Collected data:
** BEGIN **
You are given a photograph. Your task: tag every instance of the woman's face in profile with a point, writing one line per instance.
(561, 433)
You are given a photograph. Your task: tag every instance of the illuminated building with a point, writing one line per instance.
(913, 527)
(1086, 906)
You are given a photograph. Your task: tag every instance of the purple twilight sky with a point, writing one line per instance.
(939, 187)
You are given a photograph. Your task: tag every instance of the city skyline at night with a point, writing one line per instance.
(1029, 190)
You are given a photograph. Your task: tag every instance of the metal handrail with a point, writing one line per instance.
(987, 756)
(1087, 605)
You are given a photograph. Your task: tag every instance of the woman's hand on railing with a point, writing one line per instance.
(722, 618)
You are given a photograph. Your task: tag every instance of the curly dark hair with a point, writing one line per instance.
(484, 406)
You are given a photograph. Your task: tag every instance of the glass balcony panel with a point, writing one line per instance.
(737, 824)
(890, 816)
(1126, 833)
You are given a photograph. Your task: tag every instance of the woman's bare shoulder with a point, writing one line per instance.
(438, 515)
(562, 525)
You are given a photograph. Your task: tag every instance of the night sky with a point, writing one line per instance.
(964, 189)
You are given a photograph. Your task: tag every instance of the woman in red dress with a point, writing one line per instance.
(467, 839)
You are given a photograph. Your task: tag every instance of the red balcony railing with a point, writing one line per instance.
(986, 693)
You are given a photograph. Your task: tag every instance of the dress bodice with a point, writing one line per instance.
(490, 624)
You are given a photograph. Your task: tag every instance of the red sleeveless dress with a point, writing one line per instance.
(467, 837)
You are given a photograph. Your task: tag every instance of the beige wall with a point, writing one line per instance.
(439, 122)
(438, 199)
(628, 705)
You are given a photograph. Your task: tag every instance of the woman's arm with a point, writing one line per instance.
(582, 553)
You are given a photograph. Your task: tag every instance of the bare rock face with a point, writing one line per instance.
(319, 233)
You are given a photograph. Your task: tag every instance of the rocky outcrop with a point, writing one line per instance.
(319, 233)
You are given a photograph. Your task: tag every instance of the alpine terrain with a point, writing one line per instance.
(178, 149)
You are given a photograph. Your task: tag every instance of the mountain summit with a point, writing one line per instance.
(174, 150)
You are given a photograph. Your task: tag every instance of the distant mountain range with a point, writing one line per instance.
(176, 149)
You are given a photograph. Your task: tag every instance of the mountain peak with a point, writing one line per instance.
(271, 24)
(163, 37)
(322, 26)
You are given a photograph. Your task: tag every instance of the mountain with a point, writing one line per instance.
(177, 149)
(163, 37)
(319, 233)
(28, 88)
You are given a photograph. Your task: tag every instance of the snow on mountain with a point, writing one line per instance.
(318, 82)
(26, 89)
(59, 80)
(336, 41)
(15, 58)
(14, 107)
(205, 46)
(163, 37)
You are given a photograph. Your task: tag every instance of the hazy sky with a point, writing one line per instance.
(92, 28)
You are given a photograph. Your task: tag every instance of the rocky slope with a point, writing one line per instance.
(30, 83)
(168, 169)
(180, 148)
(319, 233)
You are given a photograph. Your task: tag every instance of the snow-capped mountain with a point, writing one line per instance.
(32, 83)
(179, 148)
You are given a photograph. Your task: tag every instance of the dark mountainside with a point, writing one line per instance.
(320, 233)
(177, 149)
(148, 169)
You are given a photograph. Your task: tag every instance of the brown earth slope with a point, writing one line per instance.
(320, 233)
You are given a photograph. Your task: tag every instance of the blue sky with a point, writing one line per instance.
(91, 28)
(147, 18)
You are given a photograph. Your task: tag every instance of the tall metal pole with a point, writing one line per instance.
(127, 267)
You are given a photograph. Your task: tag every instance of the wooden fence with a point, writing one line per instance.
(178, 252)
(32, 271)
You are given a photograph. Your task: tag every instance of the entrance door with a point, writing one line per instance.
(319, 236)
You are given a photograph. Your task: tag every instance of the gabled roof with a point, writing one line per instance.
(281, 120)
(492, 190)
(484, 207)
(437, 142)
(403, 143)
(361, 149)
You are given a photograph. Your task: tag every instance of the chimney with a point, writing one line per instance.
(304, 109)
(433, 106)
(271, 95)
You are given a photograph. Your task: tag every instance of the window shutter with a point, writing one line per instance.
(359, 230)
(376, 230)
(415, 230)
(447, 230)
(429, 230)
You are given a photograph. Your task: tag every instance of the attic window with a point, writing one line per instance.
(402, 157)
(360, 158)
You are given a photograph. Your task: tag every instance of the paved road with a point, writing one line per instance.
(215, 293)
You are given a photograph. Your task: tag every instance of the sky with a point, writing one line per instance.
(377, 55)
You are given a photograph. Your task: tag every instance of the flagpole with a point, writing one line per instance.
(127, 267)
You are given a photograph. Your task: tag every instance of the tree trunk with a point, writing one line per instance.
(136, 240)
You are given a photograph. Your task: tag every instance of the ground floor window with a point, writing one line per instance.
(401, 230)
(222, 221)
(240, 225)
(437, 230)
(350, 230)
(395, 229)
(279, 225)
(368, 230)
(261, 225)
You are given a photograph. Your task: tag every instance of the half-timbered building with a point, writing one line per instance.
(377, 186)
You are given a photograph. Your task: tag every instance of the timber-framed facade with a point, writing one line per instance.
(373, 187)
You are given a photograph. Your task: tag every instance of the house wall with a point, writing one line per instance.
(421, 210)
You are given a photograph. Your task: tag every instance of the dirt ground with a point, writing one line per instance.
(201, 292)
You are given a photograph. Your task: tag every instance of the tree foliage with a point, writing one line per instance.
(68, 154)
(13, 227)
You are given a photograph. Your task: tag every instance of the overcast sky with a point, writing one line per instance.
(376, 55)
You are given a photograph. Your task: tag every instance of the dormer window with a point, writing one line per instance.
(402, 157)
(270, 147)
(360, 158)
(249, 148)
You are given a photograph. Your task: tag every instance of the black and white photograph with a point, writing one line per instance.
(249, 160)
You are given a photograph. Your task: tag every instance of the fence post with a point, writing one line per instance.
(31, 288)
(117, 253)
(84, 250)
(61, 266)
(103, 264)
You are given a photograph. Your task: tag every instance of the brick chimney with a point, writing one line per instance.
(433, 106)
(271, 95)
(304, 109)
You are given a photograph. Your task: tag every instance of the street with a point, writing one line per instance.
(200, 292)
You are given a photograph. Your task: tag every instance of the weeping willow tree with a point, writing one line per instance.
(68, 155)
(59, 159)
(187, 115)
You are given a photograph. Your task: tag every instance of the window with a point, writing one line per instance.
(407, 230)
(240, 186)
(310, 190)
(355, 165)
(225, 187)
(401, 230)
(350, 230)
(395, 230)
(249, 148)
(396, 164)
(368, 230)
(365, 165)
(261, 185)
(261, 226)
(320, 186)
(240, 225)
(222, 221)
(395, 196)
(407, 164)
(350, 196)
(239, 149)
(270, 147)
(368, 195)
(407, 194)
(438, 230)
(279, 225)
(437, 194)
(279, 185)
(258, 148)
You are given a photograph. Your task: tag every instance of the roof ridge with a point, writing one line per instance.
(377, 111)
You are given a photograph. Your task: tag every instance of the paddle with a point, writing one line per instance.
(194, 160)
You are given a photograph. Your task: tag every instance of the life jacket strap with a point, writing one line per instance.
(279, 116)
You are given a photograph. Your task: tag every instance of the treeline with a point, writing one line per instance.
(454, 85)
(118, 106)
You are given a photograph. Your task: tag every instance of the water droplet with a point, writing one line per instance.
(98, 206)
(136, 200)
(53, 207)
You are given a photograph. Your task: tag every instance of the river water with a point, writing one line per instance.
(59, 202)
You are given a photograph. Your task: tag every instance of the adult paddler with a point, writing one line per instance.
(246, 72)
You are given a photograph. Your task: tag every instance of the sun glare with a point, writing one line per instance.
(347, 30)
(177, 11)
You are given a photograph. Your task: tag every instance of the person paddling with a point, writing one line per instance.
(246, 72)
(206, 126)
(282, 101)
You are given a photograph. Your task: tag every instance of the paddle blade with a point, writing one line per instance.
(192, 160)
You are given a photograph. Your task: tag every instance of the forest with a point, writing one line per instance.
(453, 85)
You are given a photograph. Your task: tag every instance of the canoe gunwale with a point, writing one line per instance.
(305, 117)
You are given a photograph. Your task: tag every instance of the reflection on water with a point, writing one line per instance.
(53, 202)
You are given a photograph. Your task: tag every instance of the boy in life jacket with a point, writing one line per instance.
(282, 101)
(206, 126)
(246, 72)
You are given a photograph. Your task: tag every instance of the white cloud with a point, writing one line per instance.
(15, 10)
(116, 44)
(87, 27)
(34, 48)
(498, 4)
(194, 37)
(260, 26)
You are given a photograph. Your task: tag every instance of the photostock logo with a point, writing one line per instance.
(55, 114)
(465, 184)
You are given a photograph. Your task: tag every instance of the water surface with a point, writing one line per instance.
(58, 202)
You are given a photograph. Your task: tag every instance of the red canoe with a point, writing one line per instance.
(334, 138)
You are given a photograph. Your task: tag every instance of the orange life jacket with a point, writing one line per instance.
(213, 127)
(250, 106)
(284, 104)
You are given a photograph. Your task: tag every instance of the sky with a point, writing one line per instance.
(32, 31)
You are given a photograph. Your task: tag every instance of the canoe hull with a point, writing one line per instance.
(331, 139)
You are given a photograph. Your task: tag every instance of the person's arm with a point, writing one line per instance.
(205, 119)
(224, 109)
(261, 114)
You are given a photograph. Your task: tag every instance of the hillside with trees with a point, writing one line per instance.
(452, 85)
** END **
WHAT YOU ARE ASKED TO DO: Copy out the items from the line containing "of the orange" through the last line of the items, both included.

IN RESPONSE:
You are given a photograph. Your task: tag every instance of the orange life jacket with a point, writing one line per instance.
(213, 127)
(250, 106)
(284, 104)
You are given a photograph. Your task: tag every instance of the sky with a point, writing one line per instance.
(32, 31)
You are given a photograph. Your task: tag every instance of the canoe hull with a point, writing one line per instance.
(331, 139)
You are given a photograph. Your task: tag every instance of the person's arm with a point, writing one line per instance.
(205, 119)
(224, 109)
(261, 114)
You are given a photograph. Your task: tag every instance of the hillside with trees with a point, writing one line per instance.
(452, 85)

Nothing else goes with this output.